- WHAT IS REQUIRED -
Reproduce every one of the following entries word for word, keeping each line as it stands.

- DATASET RECORDS -
---------------
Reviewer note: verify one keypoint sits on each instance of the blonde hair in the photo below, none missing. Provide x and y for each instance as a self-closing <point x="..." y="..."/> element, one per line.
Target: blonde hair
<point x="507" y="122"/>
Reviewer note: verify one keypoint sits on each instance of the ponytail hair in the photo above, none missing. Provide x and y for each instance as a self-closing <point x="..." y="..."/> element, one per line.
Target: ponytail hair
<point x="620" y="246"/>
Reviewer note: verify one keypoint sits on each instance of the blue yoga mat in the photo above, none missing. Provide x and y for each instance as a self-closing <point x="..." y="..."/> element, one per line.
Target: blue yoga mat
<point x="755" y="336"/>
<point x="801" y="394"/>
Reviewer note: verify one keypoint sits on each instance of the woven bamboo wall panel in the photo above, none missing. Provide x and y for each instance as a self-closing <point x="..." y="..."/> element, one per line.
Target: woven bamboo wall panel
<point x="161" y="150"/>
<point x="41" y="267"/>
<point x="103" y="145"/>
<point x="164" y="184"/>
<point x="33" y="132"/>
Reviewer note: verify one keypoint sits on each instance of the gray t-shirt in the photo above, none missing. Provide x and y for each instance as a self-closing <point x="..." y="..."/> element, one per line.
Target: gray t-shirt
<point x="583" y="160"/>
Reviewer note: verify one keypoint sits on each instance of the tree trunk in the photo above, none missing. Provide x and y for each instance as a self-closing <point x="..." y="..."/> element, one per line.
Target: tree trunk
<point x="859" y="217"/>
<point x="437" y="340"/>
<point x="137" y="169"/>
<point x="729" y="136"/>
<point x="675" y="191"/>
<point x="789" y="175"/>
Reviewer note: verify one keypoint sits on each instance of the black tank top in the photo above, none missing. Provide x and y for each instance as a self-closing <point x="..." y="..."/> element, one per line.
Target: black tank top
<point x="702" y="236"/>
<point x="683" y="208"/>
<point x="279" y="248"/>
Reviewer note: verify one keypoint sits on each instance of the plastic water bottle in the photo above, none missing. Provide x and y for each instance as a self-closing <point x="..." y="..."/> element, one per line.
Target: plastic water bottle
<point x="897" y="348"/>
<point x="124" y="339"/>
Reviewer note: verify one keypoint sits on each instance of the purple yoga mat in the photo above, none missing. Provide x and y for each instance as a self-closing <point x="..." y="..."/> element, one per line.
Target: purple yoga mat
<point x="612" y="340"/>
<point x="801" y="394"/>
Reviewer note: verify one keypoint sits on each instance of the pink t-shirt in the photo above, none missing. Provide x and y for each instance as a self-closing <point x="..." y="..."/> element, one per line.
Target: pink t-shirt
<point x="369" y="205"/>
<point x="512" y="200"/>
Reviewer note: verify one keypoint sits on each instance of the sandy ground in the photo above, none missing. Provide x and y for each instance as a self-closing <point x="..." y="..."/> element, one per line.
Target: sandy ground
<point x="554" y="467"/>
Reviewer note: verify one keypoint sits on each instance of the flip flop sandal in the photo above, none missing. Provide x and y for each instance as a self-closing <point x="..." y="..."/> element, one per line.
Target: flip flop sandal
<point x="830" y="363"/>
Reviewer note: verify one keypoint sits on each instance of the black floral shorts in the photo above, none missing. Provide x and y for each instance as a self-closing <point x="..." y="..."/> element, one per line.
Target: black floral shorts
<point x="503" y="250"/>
---------------
- RESULT OF THIS TASK -
Reviewer note: verify one keypoint sits on each instance of the blonde hair in the photo below, none missing. Provide x and y for each instance as a self-closing <point x="..." y="..."/> element, one per line.
Target: blonde hair
<point x="507" y="122"/>
Reviewer note: verify one keypoint sits on each instance of the ponytail hair in the photo above, none missing. Provide x and y for each instance as a self-closing <point x="..." y="..."/> element, one per line.
Target: ponytail hair
<point x="620" y="246"/>
Reviewer note: verify one keypoint sits on each instance of the blue yoga mat in the photo above, none missing. Provide x and y for each instance as a self-closing <point x="..." y="..."/> element, one per line.
Target: blue yoga mat
<point x="755" y="336"/>
<point x="801" y="394"/>
Reviewer note: verify one keypoint sits on each instance of the woven bamboo wall panel in the photo above, none missing. Provide x and y for each instance as a self-closing <point x="..." y="..."/> element, one per line.
Target: woven bamboo wall panel
<point x="161" y="150"/>
<point x="41" y="267"/>
<point x="103" y="145"/>
<point x="164" y="184"/>
<point x="33" y="132"/>
Reviewer note: verify one keypoint sits on each instance of the gray t-shirt in the photo above, none missing. Provide x and y for each instance as a self-closing <point x="..." y="..."/> element, one per line.
Target: gray t-shirt
<point x="583" y="160"/>
Reviewer note: verify one keypoint sits on each instance of the tree trunk in the photo above, none missing. Provide x and y for each instance as a self-closing <point x="..." y="..."/> element, one per line.
Target: tree trunk
<point x="859" y="217"/>
<point x="437" y="340"/>
<point x="137" y="169"/>
<point x="729" y="136"/>
<point x="675" y="191"/>
<point x="789" y="175"/>
Reviewer note: verify one keypoint sits on each instance of the black tank top in the photo above, none missing. Provide x and y for each instance as a self-closing <point x="..." y="..."/> element, one per line.
Target: black tank top
<point x="702" y="236"/>
<point x="683" y="208"/>
<point x="279" y="248"/>
Reviewer note: verify one keypoint sits on each instance of the plastic water bottle in the photo above, none missing. Provide x and y for each instance as a self-closing <point x="..." y="..."/> element, one per line.
Target: plastic water bottle
<point x="897" y="348"/>
<point x="124" y="339"/>
Reviewer note: verify one keypoint sits on each instance of the purple yoga mat in the photo above, none missing. Provide x and y for each instance as a self-closing <point x="..." y="..."/> element, one per line.
Target: purple yoga mat
<point x="612" y="340"/>
<point x="801" y="394"/>
Reviewer note: verify one keypoint sits on each instance of the pink t-shirt in the photo above, none missing. Provide x and y for each instance as a self-closing <point x="..." y="..."/> element, one per line.
Target: pink t-shirt
<point x="369" y="205"/>
<point x="512" y="200"/>
Reviewer note: verify one keypoint sits on each instance of the sandy ground in the photo above, none missing. Provide x and y for each instance as a self-closing <point x="..." y="..."/> element, one per line.
Target: sandy ground
<point x="554" y="467"/>
Reviewer note: verify one keypoint sits on each instance of the flip flop sandal in the photo above, none missing. Provide x and y for each instance as a self-closing <point x="..." y="..."/> element, one per line.
Target: flip flop sandal
<point x="830" y="363"/>
Reviewer note: verify one keypoint sits on each instance of the black floral shorts in the photo above, none missing. Provide x and y for each instance as a self-closing <point x="..." y="..."/> element, one per line.
Target: black floral shorts
<point x="503" y="250"/>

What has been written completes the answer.